begin The input

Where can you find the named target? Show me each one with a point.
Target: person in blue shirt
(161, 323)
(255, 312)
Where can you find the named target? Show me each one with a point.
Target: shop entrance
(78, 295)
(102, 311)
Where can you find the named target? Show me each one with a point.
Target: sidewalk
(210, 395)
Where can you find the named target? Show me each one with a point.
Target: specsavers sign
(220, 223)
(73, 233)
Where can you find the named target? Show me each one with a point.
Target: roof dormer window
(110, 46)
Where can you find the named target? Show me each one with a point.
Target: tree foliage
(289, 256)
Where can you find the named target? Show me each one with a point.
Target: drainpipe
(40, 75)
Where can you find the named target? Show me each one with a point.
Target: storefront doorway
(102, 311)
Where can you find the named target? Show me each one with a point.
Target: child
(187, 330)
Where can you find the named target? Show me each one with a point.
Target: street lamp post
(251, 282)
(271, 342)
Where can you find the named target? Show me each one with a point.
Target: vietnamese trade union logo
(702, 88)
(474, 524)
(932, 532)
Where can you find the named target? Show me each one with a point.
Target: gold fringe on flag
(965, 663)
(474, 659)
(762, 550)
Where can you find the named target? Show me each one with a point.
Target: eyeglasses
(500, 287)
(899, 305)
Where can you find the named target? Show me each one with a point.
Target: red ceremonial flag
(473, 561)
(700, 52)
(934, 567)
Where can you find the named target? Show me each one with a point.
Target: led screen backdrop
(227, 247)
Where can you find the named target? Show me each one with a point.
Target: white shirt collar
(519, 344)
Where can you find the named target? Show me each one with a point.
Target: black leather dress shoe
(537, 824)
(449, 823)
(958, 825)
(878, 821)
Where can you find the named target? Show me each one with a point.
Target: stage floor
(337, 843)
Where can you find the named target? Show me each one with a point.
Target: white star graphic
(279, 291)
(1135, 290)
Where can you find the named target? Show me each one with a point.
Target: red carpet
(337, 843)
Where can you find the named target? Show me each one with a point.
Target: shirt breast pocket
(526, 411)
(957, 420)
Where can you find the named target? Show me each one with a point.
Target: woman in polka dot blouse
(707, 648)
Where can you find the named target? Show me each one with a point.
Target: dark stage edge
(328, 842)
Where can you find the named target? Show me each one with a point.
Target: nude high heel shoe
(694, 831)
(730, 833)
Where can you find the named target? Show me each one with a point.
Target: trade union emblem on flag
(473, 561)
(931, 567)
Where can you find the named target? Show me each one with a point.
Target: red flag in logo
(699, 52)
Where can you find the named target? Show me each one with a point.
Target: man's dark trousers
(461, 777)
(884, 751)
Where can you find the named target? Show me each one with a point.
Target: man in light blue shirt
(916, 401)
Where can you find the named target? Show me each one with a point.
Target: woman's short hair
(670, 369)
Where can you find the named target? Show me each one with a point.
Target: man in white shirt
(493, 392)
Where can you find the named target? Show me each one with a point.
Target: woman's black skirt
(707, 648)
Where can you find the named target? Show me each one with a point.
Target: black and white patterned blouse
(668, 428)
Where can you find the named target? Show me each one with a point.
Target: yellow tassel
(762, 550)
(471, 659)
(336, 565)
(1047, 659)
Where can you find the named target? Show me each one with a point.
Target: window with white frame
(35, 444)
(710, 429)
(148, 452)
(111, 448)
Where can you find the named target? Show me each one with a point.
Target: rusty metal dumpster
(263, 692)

end The input

**Task prompt:** Quote the material exactly, leaving nothing out.

**Exercise answer:**
Where can you find the named target? Show me each one with a point.
Target: person in blue shirt
(161, 323)
(255, 312)
Where can you find the named target? Show me each one with a point.
Target: shop entrance
(78, 295)
(102, 311)
Where can you find the named target? Show me each one with a point.
Target: sidewalk
(210, 395)
Where can you find the named target? Show me each one with a point.
Target: specsavers sign
(220, 223)
(73, 233)
Where can you find the named target? Show me each one with a point.
Target: roof dormer window
(110, 46)
Where can you find the named target? Show me each one with a point.
Target: tree foliage
(289, 256)
Where can you find the named target? Show me each one with a point.
Target: drainpipe
(40, 75)
Where can you find the named target? Show me each one with a point.
Target: storefront doorway
(102, 311)
Where can you find the named target? Show me each one with a point.
Target: child
(187, 330)
Where can you find the named target? Show me each one with a point.
Target: street lamp post
(251, 282)
(271, 342)
Where can you find the named target? Show me each one with a point.
Target: vietnamese trade union logo
(702, 88)
(474, 524)
(932, 532)
Where can you find the named target? Show me each one with a point.
Target: gold fringe on flag
(965, 663)
(474, 659)
(762, 550)
Where can you find the named target? Show me each one with a point.
Target: eyeglasses
(500, 287)
(899, 305)
Where can you find the named target? Show me each one with a point.
Target: red ceremonial flag
(473, 561)
(700, 52)
(934, 567)
Where can you find the named target? Show me each one with a point.
Target: led screen backdrop
(227, 247)
Where can you find the named target? Show me each one with a point.
Target: white shirt collar
(519, 344)
Where can you find the named target? Show me each one with a point.
Target: black leather dress shoe
(537, 824)
(449, 823)
(958, 825)
(878, 821)
Where can you find the named target? Show me each one with a point.
Target: stage floor
(337, 843)
Where can you find the named target? Show me each one with a point.
Target: white star graphic
(279, 291)
(1135, 290)
Where can you find the named target? Show me each one with a point.
Target: red carpet
(337, 843)
Where can you find the named target? Show me each one with a point.
Target: shirt breast pocket
(526, 411)
(957, 420)
Where can you find the named target? Show me each one with a point.
Target: woman in polka dot blouse
(707, 648)
Where can you find the named target? Show me each one with a point.
Target: dark stage edge
(328, 842)
Where can you find the named target? Show me each one with a point.
Target: nude high heel shoe
(694, 831)
(730, 833)
Where can you find the named target? Show me each one with a point.
Target: trade union emblem on flag
(473, 561)
(931, 567)
Where can you find the named target? Show me each one with a point.
Target: red flag in logo
(699, 52)
Where can you find the named target? Show me each one with a point.
Target: man's dark trousers
(461, 777)
(884, 751)
Where can you find the named target? Show me each one with a point.
Target: man in light blue shirt
(916, 401)
Where can you find the named target? Show me each one with a point.
Target: woman's short hair
(670, 369)
Where can you find the named target? Show me each one with a point.
Target: man in white shirt
(493, 392)
Where can you find the named target? Show me each one with a point.
Target: woman's black skirt
(707, 648)
Where can you find the named target? Show me each one with a point.
Target: black and white patterned blouse
(668, 428)
Where can you find the named target? Show me each one with a point.
Target: yellow tassel
(762, 550)
(471, 659)
(336, 565)
(1047, 659)
Where can you find the named target? Show me each one with a point.
Target: window with white frame
(35, 444)
(710, 429)
(148, 452)
(111, 448)
Where can you find the named target? Show me each one with a point.
Target: rusty metal dumpster
(263, 692)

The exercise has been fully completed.